REQUEST: Write out all the lines again, precisely as they stand, but without the images.
━━ LISTING
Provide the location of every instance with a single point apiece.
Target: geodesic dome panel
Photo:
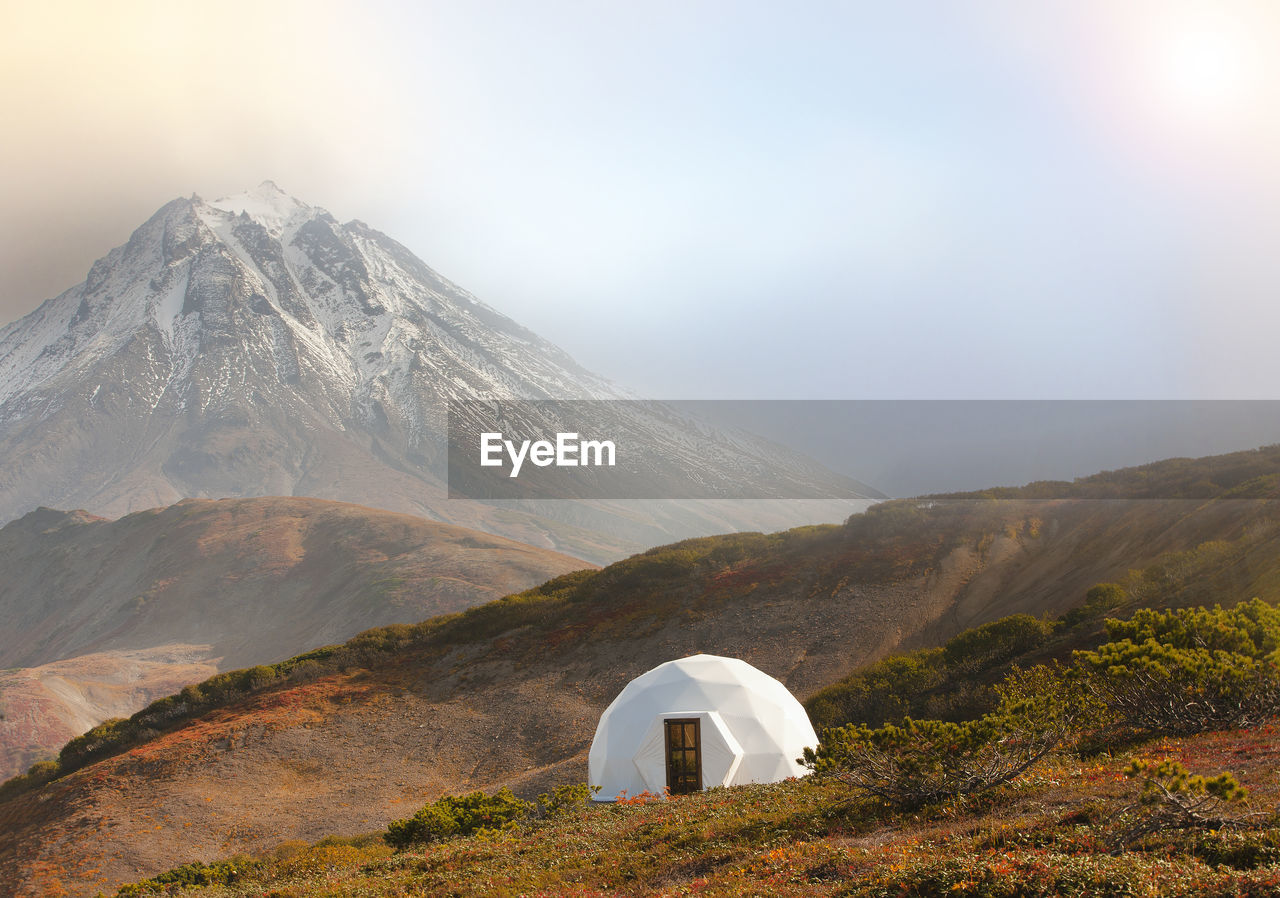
(753, 729)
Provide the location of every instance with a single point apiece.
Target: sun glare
(1207, 67)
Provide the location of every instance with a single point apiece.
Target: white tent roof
(752, 727)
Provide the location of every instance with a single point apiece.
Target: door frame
(698, 750)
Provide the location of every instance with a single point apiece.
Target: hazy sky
(716, 200)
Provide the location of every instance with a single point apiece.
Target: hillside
(133, 609)
(508, 692)
(1042, 837)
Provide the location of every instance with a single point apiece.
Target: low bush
(1188, 670)
(924, 761)
(458, 815)
(1174, 798)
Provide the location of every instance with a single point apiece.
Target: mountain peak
(265, 204)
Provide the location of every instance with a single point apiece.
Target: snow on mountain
(255, 346)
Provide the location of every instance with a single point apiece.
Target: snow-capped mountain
(255, 346)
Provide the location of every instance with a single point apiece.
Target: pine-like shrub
(1188, 670)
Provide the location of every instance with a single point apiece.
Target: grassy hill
(100, 617)
(342, 741)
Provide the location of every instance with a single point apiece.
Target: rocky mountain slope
(255, 346)
(510, 692)
(100, 617)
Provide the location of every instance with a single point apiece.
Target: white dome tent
(696, 723)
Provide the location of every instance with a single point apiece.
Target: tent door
(684, 756)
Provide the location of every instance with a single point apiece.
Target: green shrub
(926, 761)
(1174, 798)
(1188, 670)
(458, 815)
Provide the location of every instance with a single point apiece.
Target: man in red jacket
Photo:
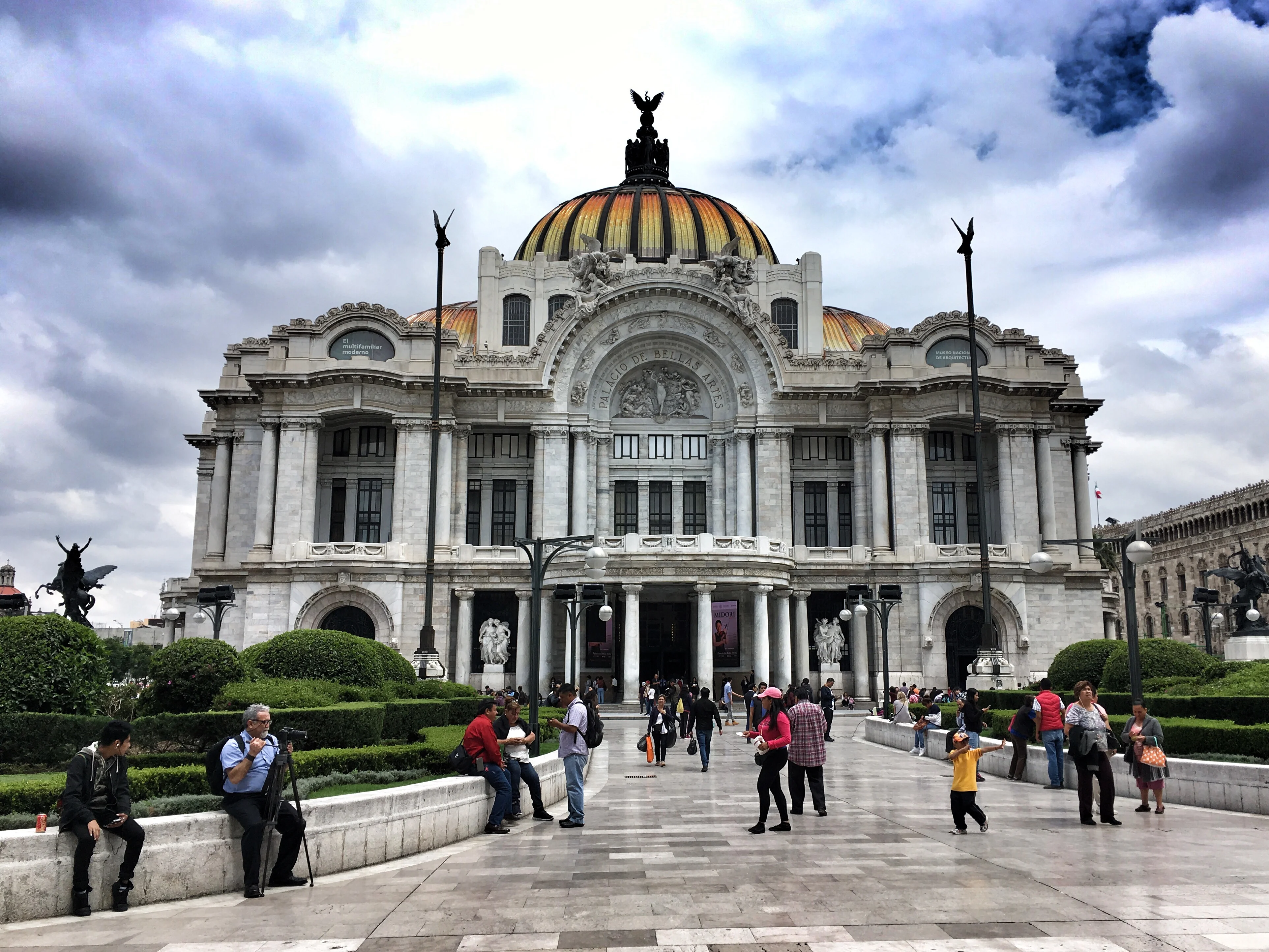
(480, 740)
(1050, 723)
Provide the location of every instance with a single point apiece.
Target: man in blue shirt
(245, 761)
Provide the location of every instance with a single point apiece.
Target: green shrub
(403, 720)
(46, 738)
(188, 676)
(319, 654)
(50, 664)
(1160, 658)
(1083, 661)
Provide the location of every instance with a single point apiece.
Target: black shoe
(120, 895)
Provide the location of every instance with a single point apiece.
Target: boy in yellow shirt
(965, 782)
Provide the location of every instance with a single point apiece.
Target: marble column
(523, 626)
(580, 492)
(718, 487)
(705, 635)
(630, 646)
(1045, 488)
(801, 637)
(860, 658)
(266, 489)
(219, 506)
(603, 487)
(464, 637)
(782, 664)
(1083, 510)
(458, 494)
(744, 488)
(880, 484)
(762, 654)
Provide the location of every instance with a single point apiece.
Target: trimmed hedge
(51, 664)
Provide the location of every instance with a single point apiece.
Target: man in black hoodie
(97, 799)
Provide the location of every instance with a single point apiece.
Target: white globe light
(1041, 563)
(1140, 552)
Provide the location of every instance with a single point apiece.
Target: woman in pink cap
(775, 735)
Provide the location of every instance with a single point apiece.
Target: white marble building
(691, 400)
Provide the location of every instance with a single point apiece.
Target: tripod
(276, 785)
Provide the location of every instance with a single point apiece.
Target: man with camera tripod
(245, 761)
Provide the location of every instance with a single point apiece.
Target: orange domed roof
(650, 221)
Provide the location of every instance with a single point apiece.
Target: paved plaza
(665, 862)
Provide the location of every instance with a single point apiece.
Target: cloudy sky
(176, 177)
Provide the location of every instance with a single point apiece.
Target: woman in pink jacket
(773, 740)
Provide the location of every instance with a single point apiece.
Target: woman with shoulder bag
━━━━
RESPONSE:
Provide the location of every instance with a single point apiece.
Target: geodesic dome panel
Photo:
(753, 729)
Provide the location of every instance with a single point apiece.
Target: sun glare
(1207, 67)
Provide the location of every instance with a single point apiece.
Target: white tent roof
(752, 727)
Provide the location of every instance with a single point apiece.
Target: door frame
(698, 750)
Provide the location of every instance with a single point apiece.
Target: hazy sky
(716, 200)
Provide the location of every instance with a single point apiece.
Target: hillside
(133, 609)
(508, 692)
(1042, 837)
Provide the location of every instance with a single point apiece.
Target: low bush
(1188, 670)
(924, 761)
(458, 815)
(1174, 798)
Provide the location of every instance with a single point apiece.
Target: mountain peak
(265, 204)
Provide the location of every instance with a single point apiece.
Target: snow on mountain
(255, 346)
Provide the location of every instance with a single point apiece.
Target: snow-capped mountain
(255, 346)
Provide the location of every instance with a single point apiece.
Target: pine-like shrub
(1188, 670)
Provide the location of every instance with a single point apiece.
Target: grassy hill
(100, 617)
(342, 741)
Provide the location of every instance with a single point apiece.
Target: rocky mountain slope
(255, 346)
(510, 692)
(100, 617)
Provide the location of every instance with a single point apiece.
Target: white dome tent
(696, 723)
Provide the location of every instance with a single point apiece.
Target: tent door
(684, 756)
Provide the location of every instance with a single point apiece.
Target: green shrub
(926, 761)
(1174, 798)
(1188, 670)
(458, 815)
Provide the location of every instance with a single point apiece.
Target: man in red jacket
Photo:
(480, 740)
(1050, 723)
Provide the location of every instance with a single point apiece.
Target: man in blue shirt
(245, 761)
Provide the location of every instance with a single point apiece.
Target: green shrub
(403, 720)
(46, 738)
(188, 676)
(319, 654)
(50, 664)
(1160, 658)
(1083, 661)
Provide the location of every instance with a single point apiece.
Target: black shoe
(120, 895)
Provide the location of every instance with a single point apiece.
Target: boy in yellow shirt
(965, 782)
Provide the location of every instance with a single point apiece.
Target: marble column
(523, 626)
(580, 492)
(718, 487)
(705, 635)
(630, 646)
(1045, 488)
(801, 637)
(860, 658)
(266, 489)
(219, 506)
(603, 487)
(464, 637)
(782, 664)
(1083, 510)
(458, 494)
(744, 488)
(880, 484)
(762, 654)
Provide the location of every instance with a single point apiece.
Target: trimmed hedge
(51, 664)
Provide the location of every instance with a single point apiece.
Target: man in black hoodie
(97, 799)
Provide the location of every instance with a single point apiece.
Target: white globe light
(1041, 563)
(1140, 552)
Provide the location of every instance with a single point apiece.
Target: woman in pink cap
(775, 735)
Provide the location of every instance with a single point apiece.
Target: white marble building
(691, 400)
Provide the location of every instance with a single point apiece.
Target: tripod
(276, 785)
Provide the location of every instance with a single point apiece.
Target: man with camera tripod
(245, 761)
Provide the location of every instance with a single point apiece.
Target: orange domed roof
(650, 221)
Provide the location of every instance with a single point apiece.
Target: paved plaza
(665, 862)
Provide the location of every instance with a single point apiece.
Target: cloudy sky
(176, 177)
Provide the location of every instance with a single point apiece.
Target: woman in pink jacket
(773, 740)
Provide the location of every instance with a single point apiece.
Target: woman with shoulder bag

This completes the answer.